> _Exercise requirements_
Extract all of the data and reproduce it precisely.

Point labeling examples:
○ ○ ○

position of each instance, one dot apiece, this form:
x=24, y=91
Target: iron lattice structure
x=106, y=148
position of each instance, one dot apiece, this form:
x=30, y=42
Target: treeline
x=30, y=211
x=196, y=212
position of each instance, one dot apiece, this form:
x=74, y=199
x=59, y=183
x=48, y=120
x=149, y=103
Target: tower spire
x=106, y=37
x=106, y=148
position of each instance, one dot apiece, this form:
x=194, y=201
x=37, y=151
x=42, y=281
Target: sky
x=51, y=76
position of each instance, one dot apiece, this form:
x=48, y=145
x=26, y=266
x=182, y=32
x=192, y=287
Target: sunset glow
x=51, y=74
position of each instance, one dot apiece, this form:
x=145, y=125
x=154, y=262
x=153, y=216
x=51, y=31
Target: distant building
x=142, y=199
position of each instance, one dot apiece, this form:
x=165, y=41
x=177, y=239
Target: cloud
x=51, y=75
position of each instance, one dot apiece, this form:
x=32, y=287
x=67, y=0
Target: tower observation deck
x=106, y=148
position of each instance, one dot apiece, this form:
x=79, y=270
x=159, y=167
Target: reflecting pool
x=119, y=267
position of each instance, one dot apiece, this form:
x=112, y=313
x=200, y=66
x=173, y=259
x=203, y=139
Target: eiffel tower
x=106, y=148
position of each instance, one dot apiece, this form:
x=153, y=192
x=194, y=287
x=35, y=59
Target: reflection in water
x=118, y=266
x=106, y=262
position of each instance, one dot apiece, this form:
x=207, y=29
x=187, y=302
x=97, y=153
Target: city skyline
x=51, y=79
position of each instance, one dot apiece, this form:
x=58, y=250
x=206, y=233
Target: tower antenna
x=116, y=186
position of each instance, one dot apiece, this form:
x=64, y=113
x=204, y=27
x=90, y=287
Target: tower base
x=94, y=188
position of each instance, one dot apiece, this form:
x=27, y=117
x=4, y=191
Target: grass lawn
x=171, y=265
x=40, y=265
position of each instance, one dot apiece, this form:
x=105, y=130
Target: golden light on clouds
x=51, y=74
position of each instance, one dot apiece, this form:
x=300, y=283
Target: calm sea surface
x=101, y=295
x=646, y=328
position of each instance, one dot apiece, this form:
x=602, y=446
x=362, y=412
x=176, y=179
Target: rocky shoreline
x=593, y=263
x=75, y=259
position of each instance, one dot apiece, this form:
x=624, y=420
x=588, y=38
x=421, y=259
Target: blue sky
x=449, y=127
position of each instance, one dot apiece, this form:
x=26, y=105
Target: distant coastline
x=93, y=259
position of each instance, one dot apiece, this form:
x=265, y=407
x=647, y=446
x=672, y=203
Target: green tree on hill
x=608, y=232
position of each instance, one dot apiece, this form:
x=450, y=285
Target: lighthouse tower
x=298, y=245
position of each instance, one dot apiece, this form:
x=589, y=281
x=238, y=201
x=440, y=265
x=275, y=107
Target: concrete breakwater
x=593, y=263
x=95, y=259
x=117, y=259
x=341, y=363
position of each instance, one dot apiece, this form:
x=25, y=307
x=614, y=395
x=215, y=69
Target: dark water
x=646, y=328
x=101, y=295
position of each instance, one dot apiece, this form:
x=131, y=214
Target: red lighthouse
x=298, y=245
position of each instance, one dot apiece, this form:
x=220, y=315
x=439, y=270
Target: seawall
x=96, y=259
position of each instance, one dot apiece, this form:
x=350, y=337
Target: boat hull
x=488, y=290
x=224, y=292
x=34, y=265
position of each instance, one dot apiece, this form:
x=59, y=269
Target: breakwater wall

○ ○ ○

> _Output of the task_
position of each instance, one dot apiece, this form:
x=24, y=91
Target: iron lattice structure
x=106, y=148
position of each instance, one dot apiece, this form:
x=30, y=42
Target: treeline
x=30, y=211
x=196, y=212
position of each instance, one dot apiece, this form:
x=74, y=199
x=59, y=183
x=48, y=120
x=149, y=103
Target: tower spire
x=106, y=37
x=106, y=148
position of each instance, one dot apiece, this form:
x=194, y=201
x=37, y=151
x=42, y=281
Target: sky
x=51, y=76
position of each instance, one dot apiece, this form:
x=48, y=145
x=26, y=266
x=182, y=32
x=192, y=287
Target: sunset glow
x=51, y=74
position of each instance, one dot apiece, this form:
x=145, y=125
x=154, y=262
x=153, y=216
x=51, y=31
Target: distant building
x=142, y=199
position of each instance, one dot apiece, this form:
x=165, y=41
x=177, y=239
Target: cloud
x=51, y=75
position of each instance, one dot apiece, this form:
x=32, y=287
x=67, y=0
Target: tower observation deck
x=106, y=148
position of each instance, one dot apiece, this form:
x=79, y=270
x=159, y=167
Target: reflecting pool
x=119, y=267
position of each instance, one dot apiece, this form:
x=112, y=313
x=200, y=66
x=173, y=259
x=203, y=139
Target: eiffel tower
x=106, y=148
position of each instance, one dot apiece, this form:
x=153, y=192
x=194, y=287
x=35, y=59
Target: reflection in water
x=118, y=266
x=106, y=262
position of each instance, one dot apiece, this form:
x=207, y=29
x=187, y=302
x=97, y=153
Target: city skyline
x=51, y=79
position of each instance, one dot apiece, this form:
x=58, y=250
x=206, y=233
Target: tower antenna
x=116, y=186
position of each instance, one dot apiece, this form:
x=64, y=113
x=204, y=27
x=90, y=287
Target: tower base
x=94, y=188
position of each instance, one dot apiece, this form:
x=27, y=117
x=4, y=191
Target: grass lawn
x=171, y=265
x=40, y=265
position of each instance, one dot apiece, this form:
x=105, y=130
Target: golden light on clouds
x=51, y=74
position of each instance, one dot apiece, this form:
x=300, y=283
Target: calm sea surface
x=101, y=295
x=646, y=328
position of each instance, one dot apiece, this form:
x=602, y=446
x=362, y=412
x=176, y=179
Target: rocky shoreline
x=593, y=263
x=75, y=259
position of each instance, one dot apiece, this form:
x=624, y=420
x=588, y=38
x=421, y=259
Target: blue sky
x=449, y=127
position of each instance, one dot apiece, this form:
x=26, y=105
Target: distant coastline
x=93, y=259
position of each instance, one dot apiece, this form:
x=265, y=407
x=647, y=446
x=672, y=203
Target: green tree on hill
x=608, y=232
position of each instance, one dot apiece, this form:
x=450, y=285
Target: lighthouse tower
x=298, y=245
position of each instance, one dot apiece, this form:
x=589, y=281
x=238, y=201
x=440, y=265
x=275, y=107
Target: concrete breakwater
x=593, y=263
x=95, y=259
x=117, y=259
x=341, y=363
position of each instance, one dot apiece, this form:
x=25, y=307
x=614, y=395
x=215, y=69
Target: dark water
x=646, y=328
x=101, y=295
position of each instance, one dot apiece, this form:
x=131, y=214
Target: red lighthouse
x=298, y=245
position of each instance, one dot apiece, this form:
x=220, y=315
x=439, y=270
Target: seawall
x=96, y=259
position of each instance, one dot apiece, this form:
x=350, y=337
Target: boat hull
x=488, y=290
x=224, y=292
x=34, y=265
position of each instance, one dot apiece, this form:
x=59, y=269
Target: breakwater wall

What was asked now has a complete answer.